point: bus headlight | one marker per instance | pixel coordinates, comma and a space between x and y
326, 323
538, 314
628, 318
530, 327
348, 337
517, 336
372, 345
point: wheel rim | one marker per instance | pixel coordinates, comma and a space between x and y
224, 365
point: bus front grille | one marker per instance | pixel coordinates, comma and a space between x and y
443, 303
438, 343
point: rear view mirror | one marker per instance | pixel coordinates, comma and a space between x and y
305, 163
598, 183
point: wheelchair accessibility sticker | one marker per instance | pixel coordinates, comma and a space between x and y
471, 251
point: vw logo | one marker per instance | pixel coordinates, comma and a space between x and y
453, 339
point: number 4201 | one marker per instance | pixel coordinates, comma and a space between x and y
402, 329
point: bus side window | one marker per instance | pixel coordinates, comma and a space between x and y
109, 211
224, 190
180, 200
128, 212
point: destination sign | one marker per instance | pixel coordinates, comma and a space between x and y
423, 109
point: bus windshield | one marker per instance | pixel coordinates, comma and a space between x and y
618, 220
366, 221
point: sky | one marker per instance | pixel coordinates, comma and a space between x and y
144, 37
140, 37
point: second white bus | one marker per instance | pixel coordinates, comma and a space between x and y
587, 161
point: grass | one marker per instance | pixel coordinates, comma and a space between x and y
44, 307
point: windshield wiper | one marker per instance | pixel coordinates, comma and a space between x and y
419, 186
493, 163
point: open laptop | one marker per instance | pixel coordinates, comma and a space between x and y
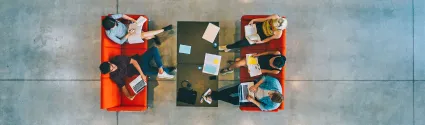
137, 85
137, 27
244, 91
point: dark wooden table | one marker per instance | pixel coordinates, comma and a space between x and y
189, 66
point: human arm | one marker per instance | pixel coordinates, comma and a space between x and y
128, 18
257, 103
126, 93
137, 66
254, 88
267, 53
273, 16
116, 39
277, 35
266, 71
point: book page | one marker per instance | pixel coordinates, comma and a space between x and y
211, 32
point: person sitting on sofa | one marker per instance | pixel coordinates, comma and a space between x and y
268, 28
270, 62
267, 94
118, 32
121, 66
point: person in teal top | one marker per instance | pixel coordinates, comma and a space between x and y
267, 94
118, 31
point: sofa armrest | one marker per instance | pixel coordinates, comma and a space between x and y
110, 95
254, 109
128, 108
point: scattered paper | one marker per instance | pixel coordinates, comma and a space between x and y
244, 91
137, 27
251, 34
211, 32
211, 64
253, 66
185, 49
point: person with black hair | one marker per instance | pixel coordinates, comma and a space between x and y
★ ★ ★ ★ ★
▶ SHORT EXERCISE: Quote every record above exactly, omitting any pictures they contain.

▶ RESPONSE BELOW:
point: bus headlight | one marker per instance | pixel coordinates, comma and a space between x and y
326, 323
538, 314
628, 318
530, 327
348, 337
517, 336
372, 345
point: wheel rim | one marker per instance | pixel coordinates, comma and a space between x and y
224, 365
point: bus front grille | one marker per instance | pixel coordinates, comma and a space between x and y
443, 303
438, 343
point: rear view mirror | one marker per instance | pixel coordinates, comma and a space between x and y
305, 163
598, 183
point: wheelchair accessibility sticker | one marker per instance | pixel coordinates, comma and a space between x and y
471, 251
point: vw logo | one marker per instance | pixel coordinates, comma and a space between x and y
453, 339
point: number 4201 | one marker per instance | pixel coordinates, comma and a space between x and y
402, 329
point: bus side window | one marker per instance | pixel coordinates, comma and a space between x and y
109, 211
224, 190
180, 200
128, 212
point: destination sign | one marker per instance | pixel coordinates, comma and a space between x and y
423, 109
point: bus windshield | one marker per instance | pixel coordinates, comma and a space between x and y
618, 220
366, 221
point: sky | one marker per instance | pixel coordinates, comma and a space between x and y
144, 37
140, 37
point: second white bus | one marker per instance | pixel coordinates, comma and a space between x and y
587, 161
point: grass | one marker per instance | pixel coordinates, comma and a space between x and y
44, 307
point: windshield wiper | one marker per instance | pixel coordinates, comma and a space between x and y
419, 186
493, 163
point: open laptop | one marker per instance | pixel coordinates, comma and a space between x and y
137, 85
137, 27
244, 91
point: dark wooden table | one marker per instance | pixel coordinates, comma and a space between x and y
189, 66
point: human arm | one marker per instance | pixel coordinates, comma and a space between x and y
128, 18
257, 103
126, 93
137, 66
254, 88
267, 53
273, 16
116, 39
277, 35
266, 71
point: book page | one marker per instance | pixel coordinates, comma and a space between x and y
211, 32
point: person sitting on sofa | one marker per instance | pixel coordinates, comma and a space between x and y
268, 28
270, 62
267, 94
118, 32
121, 66
point: person in teal top | one marker per instance | pixel coordinates, comma and a space between x and y
267, 94
118, 31
point: sofa armrest | one marker per instance | pixel coordinates, comma and a space between x and y
110, 95
254, 109
128, 108
point: scattered paper | one marker per instance | pixel coordinates, comma and a space between x and y
244, 91
137, 27
251, 34
211, 32
211, 64
253, 66
185, 49
point: person with black hair | one marker per instance | pixel coordinates, comma and a space between x and y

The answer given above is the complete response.